▶ **Document segment**

Intro
(you can skip to What if... if you get bored with intros)
This question is not directed to VBScript particularly (I just used it in this case): I want to find a solution for general regular expressions usage (editors included).
This started when I wanted to create an adaptation of Example 4 where 3 capture groups are used to split data across 3 cells in MS Excel. I needed to capture one entire pattern and then, within it, capture 3 other patterns. However, in the same expression, I also needed to capture another kind of pattern and again capture 3 other patterns within it (yeah I know... but before pointing the nutjob finger, please finish reading).
I thought first of Named Capturing Groups then I realized that I should not «mix named and numbered capturing groups» since it «is not recommended because flavors are inconsistent in how the groups are numbered».

▶ **Required work**
(1) Print the capture-group post from "This started when" to "please finish reading).".
(2) Summarize the capture-group post in two sentences.

▶ **Listed records**
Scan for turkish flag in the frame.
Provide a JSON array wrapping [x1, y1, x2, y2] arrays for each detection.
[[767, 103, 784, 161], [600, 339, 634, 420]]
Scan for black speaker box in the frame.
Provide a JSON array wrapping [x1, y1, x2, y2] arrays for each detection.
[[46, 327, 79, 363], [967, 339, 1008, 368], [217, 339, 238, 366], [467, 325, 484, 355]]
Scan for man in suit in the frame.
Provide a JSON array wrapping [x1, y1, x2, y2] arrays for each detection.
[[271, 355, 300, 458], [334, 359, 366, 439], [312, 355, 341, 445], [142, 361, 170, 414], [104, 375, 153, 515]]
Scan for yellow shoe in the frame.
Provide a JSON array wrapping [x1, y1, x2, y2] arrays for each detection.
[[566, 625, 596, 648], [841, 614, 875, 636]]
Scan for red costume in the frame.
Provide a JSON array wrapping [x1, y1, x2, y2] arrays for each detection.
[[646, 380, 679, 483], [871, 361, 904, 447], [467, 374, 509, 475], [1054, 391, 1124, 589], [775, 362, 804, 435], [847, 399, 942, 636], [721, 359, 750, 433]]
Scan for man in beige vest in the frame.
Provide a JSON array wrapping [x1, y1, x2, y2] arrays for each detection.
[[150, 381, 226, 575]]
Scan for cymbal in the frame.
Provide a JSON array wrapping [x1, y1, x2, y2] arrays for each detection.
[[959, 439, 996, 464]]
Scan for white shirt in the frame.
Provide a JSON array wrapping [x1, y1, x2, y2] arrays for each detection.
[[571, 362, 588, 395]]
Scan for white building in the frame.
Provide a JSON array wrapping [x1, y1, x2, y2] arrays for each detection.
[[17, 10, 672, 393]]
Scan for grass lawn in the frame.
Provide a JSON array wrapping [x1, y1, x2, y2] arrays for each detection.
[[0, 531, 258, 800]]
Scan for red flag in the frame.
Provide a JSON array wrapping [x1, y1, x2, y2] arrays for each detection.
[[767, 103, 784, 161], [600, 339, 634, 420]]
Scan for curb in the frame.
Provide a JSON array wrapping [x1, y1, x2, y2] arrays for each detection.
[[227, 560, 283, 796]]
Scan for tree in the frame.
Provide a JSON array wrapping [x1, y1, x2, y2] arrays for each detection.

▶ **Responses to the exercise**
(1)
This started when I wanted to create an adaptation of Example 4 where 3 capture groups are used to split data across 3 cells in MS Excel. I needed to capture one entire pattern and then, within it, capture 3 other patterns. However, in the same expression, I also needed to capture another kind of pattern and again capture 3 other patterns within it (yeah I know... but before pointing the nutjob finger, please finish reading).

(2) The author is looking for a general solution for regular expressions, not one specific to VBScript, after trying to adapt Example 4, which uses three capture groups to split data across three cells in MS Excel. The expression had to capture two kinds of patterns with three inner patterns each, and the author first considered Named Capturing Groups but realized that mixing named and numbered groups is not recommended because flavors number the groups inconsistently.